### ASSIGNMENT 1
Revise the stretch of the Ibrahim Bin Shakaran article from "Ibrahim Bin Shakaran (August" through "Radwan al Shakouri.", replacing "Moroccan custody" with "the custody of Moroccan authorities".
### ASSIGNMENT 2
Continue the article on Ibrahim Bin Shakaran from its last sentence.

### SOURCE TEXT

━━━━

- Born: August 4, 1979 (age 46) Casablanca, Morocco
- Died: April 2, 2014 Syria
- Citizenship: Morocco
- Detained at: Guantanamo
- Other name: Brahim Benchekroun
- ISN: 587
- Charge(s): No charge, extrajudicial detention
- Status: Died in fighting

= Ibrahim Bin Shakaran =

Moroccan Guantanamo Bay detainee (1979–2014)

Ibrahim Bin Shakaran (August 4, 1979 – April 2, 2014) was a citizen of Morocco who was held in extrajudicial detention in the United States's Guantanamo Bay detention camps, in Cuba.
His Guantanamo Internment Serial Number was 587.

Ibrahim Bin Shakaran was repatriated to Moroccan custody on July 31, 2004, on the eve of the first Combatant Status Review Tribunals.
The three other men were Mohammed Ibrahim Awzar, Mohammed Mizouz, and Radwan al Shakouri.
The four were all charged by Moroccan authorities; then released on bail. The BBC reports a fifth man, Abdellah Tabarak, was repatriated with the four others.

He was reported to have led an anti-Assad group, in Syria, named Harakat Sham al-Islam, which was staffed mainly by fellow Moroccans. He was reported to have died, fighting in Syria, in 2014.

==Association with Mana Shaman Allabardi Al Tabi==
The Summary of Evidence memo prepared for Mana Shaman Allabardi Al Tabi's first annual Administrative Review Board, on July 18, 2005, stated:

| One of the individuals the detainee was arrested with was named Ibrahim Bin Shakaran.; Ibrahim Bin Shakran trained at the al Farouk training camp and fought on the Taliban front lines.; |

===Formerly secret Joint Task Force Guantanamo assessment===
On April 25, 2011, whistleblower organization WikiLeaks published formerly secret assessments drafted by Joint Task Force Guantanamo analysts.

━━━━

### DATA FOR REVIEW
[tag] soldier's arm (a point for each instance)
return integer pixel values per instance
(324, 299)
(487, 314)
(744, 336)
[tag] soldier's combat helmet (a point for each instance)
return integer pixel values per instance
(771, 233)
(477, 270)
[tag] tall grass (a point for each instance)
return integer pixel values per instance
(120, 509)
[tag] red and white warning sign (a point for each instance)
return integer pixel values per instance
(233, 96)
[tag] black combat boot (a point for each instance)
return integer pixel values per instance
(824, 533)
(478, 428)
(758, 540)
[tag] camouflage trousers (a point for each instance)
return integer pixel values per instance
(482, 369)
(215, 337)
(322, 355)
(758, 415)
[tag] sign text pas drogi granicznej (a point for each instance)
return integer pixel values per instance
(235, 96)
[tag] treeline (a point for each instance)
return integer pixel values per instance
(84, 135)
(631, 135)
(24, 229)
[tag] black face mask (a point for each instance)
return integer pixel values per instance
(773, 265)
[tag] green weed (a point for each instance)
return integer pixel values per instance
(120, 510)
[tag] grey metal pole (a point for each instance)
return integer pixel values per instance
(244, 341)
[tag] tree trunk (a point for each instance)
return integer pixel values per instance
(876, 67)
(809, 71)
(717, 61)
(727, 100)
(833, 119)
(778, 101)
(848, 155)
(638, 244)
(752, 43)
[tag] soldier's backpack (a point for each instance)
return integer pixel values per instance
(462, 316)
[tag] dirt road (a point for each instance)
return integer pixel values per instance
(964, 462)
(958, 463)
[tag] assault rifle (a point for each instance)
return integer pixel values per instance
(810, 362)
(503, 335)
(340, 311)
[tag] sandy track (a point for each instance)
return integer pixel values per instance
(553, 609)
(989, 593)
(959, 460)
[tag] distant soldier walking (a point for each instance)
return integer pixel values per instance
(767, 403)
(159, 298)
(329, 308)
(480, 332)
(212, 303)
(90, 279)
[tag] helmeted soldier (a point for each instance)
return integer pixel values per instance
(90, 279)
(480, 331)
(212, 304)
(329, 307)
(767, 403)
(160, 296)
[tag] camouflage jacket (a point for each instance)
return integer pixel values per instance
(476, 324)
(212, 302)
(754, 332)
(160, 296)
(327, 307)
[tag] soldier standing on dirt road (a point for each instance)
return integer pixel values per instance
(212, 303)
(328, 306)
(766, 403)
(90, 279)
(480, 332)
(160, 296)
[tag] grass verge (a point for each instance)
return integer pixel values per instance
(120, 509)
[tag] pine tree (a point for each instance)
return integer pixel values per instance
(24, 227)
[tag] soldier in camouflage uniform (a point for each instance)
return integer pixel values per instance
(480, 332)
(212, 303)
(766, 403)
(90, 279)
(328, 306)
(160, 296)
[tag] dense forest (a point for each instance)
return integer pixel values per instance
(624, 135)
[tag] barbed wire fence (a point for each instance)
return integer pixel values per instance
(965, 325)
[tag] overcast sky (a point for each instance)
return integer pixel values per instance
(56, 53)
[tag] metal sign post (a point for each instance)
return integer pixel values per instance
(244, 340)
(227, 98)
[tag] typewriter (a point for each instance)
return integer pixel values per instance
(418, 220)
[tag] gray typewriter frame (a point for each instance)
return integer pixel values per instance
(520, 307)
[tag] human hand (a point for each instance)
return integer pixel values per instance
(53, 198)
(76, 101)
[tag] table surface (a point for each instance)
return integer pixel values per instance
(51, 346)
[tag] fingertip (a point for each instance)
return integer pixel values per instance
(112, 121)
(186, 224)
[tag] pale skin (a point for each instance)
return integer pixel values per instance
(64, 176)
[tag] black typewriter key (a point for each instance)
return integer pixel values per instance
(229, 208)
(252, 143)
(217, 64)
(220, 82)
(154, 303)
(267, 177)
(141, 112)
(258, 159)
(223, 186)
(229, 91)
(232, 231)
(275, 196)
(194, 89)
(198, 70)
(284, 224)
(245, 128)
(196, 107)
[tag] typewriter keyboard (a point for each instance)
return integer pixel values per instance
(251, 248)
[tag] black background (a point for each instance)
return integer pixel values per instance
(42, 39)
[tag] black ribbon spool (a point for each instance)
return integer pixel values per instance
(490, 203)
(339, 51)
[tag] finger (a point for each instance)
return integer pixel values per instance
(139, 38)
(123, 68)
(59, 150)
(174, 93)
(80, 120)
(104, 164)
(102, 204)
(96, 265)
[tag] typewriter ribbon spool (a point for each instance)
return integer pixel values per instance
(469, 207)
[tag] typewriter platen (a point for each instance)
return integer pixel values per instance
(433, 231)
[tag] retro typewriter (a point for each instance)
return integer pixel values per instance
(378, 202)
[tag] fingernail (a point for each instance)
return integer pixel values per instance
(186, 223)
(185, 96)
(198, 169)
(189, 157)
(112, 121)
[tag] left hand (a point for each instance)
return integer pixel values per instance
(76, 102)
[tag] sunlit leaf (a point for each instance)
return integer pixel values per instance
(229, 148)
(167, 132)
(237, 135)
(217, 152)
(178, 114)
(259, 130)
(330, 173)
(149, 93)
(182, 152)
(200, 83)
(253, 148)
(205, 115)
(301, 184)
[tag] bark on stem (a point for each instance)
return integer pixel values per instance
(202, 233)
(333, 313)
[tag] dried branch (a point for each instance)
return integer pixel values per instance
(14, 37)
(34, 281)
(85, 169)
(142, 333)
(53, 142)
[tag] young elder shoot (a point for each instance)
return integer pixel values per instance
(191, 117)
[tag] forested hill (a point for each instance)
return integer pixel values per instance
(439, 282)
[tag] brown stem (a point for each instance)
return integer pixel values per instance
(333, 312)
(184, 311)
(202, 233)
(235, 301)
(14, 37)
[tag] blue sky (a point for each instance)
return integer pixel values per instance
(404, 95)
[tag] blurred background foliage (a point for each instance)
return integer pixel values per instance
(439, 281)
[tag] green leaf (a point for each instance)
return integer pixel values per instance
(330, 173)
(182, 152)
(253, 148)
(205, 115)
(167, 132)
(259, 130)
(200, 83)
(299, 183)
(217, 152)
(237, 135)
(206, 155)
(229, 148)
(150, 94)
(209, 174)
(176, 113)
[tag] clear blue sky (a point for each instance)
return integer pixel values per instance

━━━━

### RESPONSE AREA 1
Ibrahim Bin Shakaran (August 4, 1979 – April 2, 2014) was a citizen of Morocco who was held in extrajudicial detention in the United States's Guantanamo Bay detention camps, in Cuba.
His Guantanamo Internment Serial Number was 587.

Ibrahim Bin Shakaran was repatriated to the custody of Moroccan authorities on July 31, 2004, on the eve of the first Combatant Status Review Tribunals.
The three other men were Mohammed Ibrahim Awzar, Mohammed Mizouz, and Radwan al Shakouri.

### RESPONSE AREA 2
His 2-page Joint Task Force Guantanamo assessment was drafted on December 13, 2003. It was signed by camp commandant Major General Geoffrey D. Miller. He recommended continued detention.

==Moroccan arrest==
According to Fox News "Brahim Benchekroun" and Mohammed Mazouz, and fifteen other Moroccans who were not former Guantanamo captives, were rounded up on November 11, 2005.

==Defense Intelligence Agency claims he "returned to terrorism"==

The Defense Intelligence Agency asserted Ibrahim Bin Shakaran had "returned to terrorism".
The DIA reported:
- that in September 2007 he was convicted in a Moroccan court for recruiting fighters for Al Qaida in Iraq in 2005;
- that he was working to create an al Qaida in the Lands of the Maghreb;
- that he was coordinating "sleeper cells" to go for training and return to Morocco.

==Death==
Bin Shakaran, under the transliteration of his name "Brahim Benchekroun", was killed in Syria in 2014. He was killed by Syrian Army sniper in a rebel offensive.